WORK TO DO:
Can you reproduce the lines from the line with "of the short" to the line with "x=206, y=131", both included, offsetting every coordinate in the answers by adding 15 to it?

[Location annotation dataset excerpts]
◇ ◇ ◇ ◇

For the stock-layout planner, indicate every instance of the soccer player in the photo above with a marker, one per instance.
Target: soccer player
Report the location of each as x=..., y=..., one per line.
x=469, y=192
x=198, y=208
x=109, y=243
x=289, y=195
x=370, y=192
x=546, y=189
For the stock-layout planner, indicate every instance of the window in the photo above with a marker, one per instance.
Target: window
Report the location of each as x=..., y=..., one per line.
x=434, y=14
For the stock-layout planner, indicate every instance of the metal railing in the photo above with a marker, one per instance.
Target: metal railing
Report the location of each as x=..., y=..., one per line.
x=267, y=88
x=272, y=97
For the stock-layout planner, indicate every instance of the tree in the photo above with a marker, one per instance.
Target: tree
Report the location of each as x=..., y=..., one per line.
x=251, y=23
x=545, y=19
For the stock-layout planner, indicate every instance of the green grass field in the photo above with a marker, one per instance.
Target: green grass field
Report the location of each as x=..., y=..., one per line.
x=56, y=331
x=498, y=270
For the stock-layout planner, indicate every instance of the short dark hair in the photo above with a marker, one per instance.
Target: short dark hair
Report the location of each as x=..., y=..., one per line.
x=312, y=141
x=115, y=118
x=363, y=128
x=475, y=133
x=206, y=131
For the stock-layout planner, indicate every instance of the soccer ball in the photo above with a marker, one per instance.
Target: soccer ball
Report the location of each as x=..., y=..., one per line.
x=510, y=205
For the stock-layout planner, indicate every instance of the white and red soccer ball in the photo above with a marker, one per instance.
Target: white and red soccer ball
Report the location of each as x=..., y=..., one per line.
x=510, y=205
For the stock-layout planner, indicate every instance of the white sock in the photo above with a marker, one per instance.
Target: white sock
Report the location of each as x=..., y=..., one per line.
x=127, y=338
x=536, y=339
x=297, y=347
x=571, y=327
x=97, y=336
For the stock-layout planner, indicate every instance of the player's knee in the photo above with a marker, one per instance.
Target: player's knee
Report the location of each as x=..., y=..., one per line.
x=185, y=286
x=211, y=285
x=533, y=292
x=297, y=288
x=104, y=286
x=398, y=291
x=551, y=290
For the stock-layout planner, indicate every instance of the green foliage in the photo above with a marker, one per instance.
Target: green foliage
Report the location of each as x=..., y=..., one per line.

◇ ◇ ◇ ◇

WRITTEN REPLY:
For the stock-layout planner, indicate every instance of the short dark hair in the photo above with a marker, one per instance.
Target: short dark hair
Report the location of each as x=..., y=..., one per line.
x=327, y=156
x=130, y=133
x=378, y=143
x=490, y=148
x=221, y=146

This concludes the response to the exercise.